IRS Charges Crypto Trader for Not Reporting Gains in Enforcement Push

Taxpayers are obligated to report all cryptocurrency income they made when filing tax returns.
IRS Charges Crypto Trader for Not Reporting Gains in Enforcement Push
The Internal Revenue Service (IRS) building in Washington, on Jan. 4, 2024. (Madalina Vasiliu/The Epoch Times)
Naveen Athrappully
3/15/2024
Updated:
3/15/2024

The Internal Revenue Service (IRS) has charged an individual for underreporting as well as failing to report his cryptocurrency transactions, the first time the agency has taken legal action on such matters.

On Feb. 6, a federal grand jury indicted a Texas man with filing false tax returns that failed to report his cryptocurrency transactions. In 2017, Frank Richard Ahlgren III from Austin, Texas, sold $3.7 million worth of Bitcoin to buy a residence. In his 2017 tax return, Mr. Ahlgren allegedly inflated the price he paid for Bitcoin, thus underreporting his gain from the sale. In 2018 and 2019, he sold more than $650,000 worth of Bitcoin and allegedly failed to report the transaction in his tax returns. He faces a prison term of up to five years for each count.

This is the first time that someone was charged “solely for failing to report or underreporting cryptocurrency earnings and gains on their tax return,” the IRS told Bloomberg. The indictment acts as a warning to crypto users—failure to pay tax on digital asset transactions will face the risk of IRS charges.

Shehan Chandrasekera, head of Tax Strategy at CoinTracker, noted that many individuals have a misconception that crypto transactions are “anonymous” and the government is unable to track such transactions.

The IRS can track crypto transactions via third-party reporting like crypto exchanges as well as by analyzing blockchain—the public ledger which holds records of such transactions.
_ _ _ _ _
WHAT TO WORK ON
**a.** Reproduce the full IRS crypto article word for word.
**b.** Rewrite only the stretch of the listing from the line containing "locate: light blue" through the end of the listing, swapping "uniform shirt" for "work shirt" and keeping everything else the same.

EXERCISE INPUTS
_ _ _ _ _
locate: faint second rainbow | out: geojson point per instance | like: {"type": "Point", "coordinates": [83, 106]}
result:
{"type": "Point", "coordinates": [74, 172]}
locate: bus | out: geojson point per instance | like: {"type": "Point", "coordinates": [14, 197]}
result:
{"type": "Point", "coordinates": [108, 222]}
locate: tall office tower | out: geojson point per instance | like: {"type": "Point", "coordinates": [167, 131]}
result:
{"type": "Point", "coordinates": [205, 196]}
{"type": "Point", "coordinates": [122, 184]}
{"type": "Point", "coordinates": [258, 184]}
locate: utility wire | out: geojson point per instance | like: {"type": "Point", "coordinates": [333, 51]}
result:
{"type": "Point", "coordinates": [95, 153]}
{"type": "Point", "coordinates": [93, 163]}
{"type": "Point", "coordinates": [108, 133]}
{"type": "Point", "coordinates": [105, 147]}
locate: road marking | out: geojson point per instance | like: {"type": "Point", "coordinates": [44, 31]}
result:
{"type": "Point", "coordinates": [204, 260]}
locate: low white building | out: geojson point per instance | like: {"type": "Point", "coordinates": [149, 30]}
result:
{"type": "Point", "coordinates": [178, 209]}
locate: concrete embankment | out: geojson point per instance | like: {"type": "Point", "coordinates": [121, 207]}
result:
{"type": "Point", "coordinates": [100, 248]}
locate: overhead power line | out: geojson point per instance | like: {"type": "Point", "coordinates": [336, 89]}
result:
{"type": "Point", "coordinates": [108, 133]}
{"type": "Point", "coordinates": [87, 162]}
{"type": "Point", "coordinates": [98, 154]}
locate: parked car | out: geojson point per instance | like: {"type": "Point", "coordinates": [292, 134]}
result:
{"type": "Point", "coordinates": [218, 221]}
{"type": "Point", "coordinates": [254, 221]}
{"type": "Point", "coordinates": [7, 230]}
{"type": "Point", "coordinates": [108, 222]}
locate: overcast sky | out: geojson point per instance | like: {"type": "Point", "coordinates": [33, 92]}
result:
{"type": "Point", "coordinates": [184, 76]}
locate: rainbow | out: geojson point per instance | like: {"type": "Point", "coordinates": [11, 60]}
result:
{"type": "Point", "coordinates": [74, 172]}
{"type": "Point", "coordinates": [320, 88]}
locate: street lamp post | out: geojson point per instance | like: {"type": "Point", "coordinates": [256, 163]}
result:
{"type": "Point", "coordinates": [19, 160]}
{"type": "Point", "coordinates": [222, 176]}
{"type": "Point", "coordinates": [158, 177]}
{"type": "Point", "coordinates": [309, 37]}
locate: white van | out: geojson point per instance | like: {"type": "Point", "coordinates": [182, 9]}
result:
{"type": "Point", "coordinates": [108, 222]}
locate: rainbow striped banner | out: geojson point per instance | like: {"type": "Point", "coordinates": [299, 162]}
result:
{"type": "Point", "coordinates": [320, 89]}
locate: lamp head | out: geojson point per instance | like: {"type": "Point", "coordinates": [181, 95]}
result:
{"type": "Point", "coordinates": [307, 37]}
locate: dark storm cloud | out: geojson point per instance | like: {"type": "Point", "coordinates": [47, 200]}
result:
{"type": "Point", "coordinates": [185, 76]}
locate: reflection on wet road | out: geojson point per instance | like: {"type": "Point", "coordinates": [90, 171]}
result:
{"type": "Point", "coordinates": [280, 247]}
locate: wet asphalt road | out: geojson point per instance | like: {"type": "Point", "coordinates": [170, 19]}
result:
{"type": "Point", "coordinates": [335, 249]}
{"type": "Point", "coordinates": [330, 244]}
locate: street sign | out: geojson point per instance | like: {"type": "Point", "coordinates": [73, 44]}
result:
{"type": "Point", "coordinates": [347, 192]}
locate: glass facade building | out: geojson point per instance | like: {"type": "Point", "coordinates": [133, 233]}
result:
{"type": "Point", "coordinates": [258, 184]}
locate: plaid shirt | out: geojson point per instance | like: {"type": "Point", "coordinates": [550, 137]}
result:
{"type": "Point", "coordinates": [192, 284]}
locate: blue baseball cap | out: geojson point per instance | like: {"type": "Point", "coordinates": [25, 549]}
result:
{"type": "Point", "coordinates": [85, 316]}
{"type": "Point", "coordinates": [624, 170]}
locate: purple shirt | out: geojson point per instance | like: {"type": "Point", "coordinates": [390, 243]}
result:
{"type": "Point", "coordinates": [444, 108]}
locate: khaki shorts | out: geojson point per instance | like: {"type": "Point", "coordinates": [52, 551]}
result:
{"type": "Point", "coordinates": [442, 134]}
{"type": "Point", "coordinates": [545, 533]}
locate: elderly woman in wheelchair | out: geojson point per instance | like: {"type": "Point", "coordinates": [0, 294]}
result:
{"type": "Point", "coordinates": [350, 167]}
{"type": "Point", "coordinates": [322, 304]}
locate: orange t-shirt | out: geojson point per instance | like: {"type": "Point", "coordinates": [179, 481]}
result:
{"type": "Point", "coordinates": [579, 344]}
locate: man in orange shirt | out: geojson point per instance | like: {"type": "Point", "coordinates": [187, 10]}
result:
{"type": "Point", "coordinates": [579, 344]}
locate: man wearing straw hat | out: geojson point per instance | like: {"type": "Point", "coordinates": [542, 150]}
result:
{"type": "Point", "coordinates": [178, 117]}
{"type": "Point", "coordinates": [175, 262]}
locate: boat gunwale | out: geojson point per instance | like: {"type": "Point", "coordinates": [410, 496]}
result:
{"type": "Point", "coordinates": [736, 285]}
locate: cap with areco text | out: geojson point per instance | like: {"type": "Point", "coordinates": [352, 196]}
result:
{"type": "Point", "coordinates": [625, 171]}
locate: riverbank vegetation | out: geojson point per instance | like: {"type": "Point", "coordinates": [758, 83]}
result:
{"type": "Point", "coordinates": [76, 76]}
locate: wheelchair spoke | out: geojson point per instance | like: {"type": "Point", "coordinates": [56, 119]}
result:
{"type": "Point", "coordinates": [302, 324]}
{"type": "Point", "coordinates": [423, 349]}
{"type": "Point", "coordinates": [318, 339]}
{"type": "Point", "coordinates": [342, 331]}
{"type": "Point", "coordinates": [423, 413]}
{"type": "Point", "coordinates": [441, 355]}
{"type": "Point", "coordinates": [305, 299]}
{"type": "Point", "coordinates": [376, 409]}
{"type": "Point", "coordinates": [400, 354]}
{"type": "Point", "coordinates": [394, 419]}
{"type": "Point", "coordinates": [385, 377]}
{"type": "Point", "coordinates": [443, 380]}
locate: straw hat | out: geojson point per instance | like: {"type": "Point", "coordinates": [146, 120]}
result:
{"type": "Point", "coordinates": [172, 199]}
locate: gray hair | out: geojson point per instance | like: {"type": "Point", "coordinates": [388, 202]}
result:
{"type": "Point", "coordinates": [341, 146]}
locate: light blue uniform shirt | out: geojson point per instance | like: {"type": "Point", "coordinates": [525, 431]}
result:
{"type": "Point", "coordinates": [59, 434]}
_ _ _ _ _
RESPONSE LIST
**a.**
IRS Charges Crypto Trader for Not Reporting Gains in Enforcement Push

Taxpayers are obligated to report all cryptocurrency income they made when filing tax returns.
IRS Charges Crypto Trader for Not Reporting Gains in Enforcement Push
The Internal Revenue Service (IRS) building in Washington, on Jan. 4, 2024. (Madalina Vasiliu/The Epoch Times)
Naveen Athrappully
3/15/2024
Updated:
3/15/2024

The Internal Revenue Service (IRS) has charged an individual for underreporting as well as failing to report his cryptocurrency transactions, the first time the agency has taken legal action on such matters.

On Feb. 6, a federal grand jury indicted a Texas man with filing false tax returns that failed to report his cryptocurrency transactions. In 2017, Frank Richard Ahlgren III from Austin, Texas, sold $3.7 million worth of Bitcoin to buy a residence. In his 2017 tax return, Mr. Ahlgren allegedly inflated the price he paid for Bitcoin, thus underreporting his gain from the sale. In 2018 and 2019, he sold more than $650,000 worth of Bitcoin and allegedly failed to report the transaction in his tax returns. He faces a prison term of up to five years for each count.

This is the first time that someone was charged “solely for failing to report or underreporting cryptocurrency earnings and gains on their tax return,” the IRS told Bloomberg. The indictment acts as a warning to crypto users—failure to pay tax on digital asset transactions will face the risk of IRS charges.

Shehan Chandrasekera, head of Tax Strategy at CoinTracker, noted that many individuals have a misconception that crypto transactions are “anonymous” and the government is unable to track such transactions.

The IRS can track crypto transactions via third-party reporting like crypto exchanges as well as by analyzing blockchain—the public ledger which holds records of such transactions.

**b.**
locate: light blue work shirt | out: geojson point per instance | like: {"type": "Point", "coordinates": [525, 431]}
result:
{"type": "Point", "coordinates": [59, 434]}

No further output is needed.